> [Records in a dataset]
###

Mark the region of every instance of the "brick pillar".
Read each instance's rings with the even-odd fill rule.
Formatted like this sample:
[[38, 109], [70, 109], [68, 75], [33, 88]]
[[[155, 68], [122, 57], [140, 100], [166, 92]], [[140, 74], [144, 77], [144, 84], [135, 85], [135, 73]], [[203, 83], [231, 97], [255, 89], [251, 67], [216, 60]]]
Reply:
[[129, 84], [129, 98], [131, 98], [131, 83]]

###

> [What to work on]
Report each line of the records above that contains the word "instance", copying the line in full.

> [Task response]
Mark the region of every instance of the "brick pillar".
Read each instance's rings with the even-odd fill rule.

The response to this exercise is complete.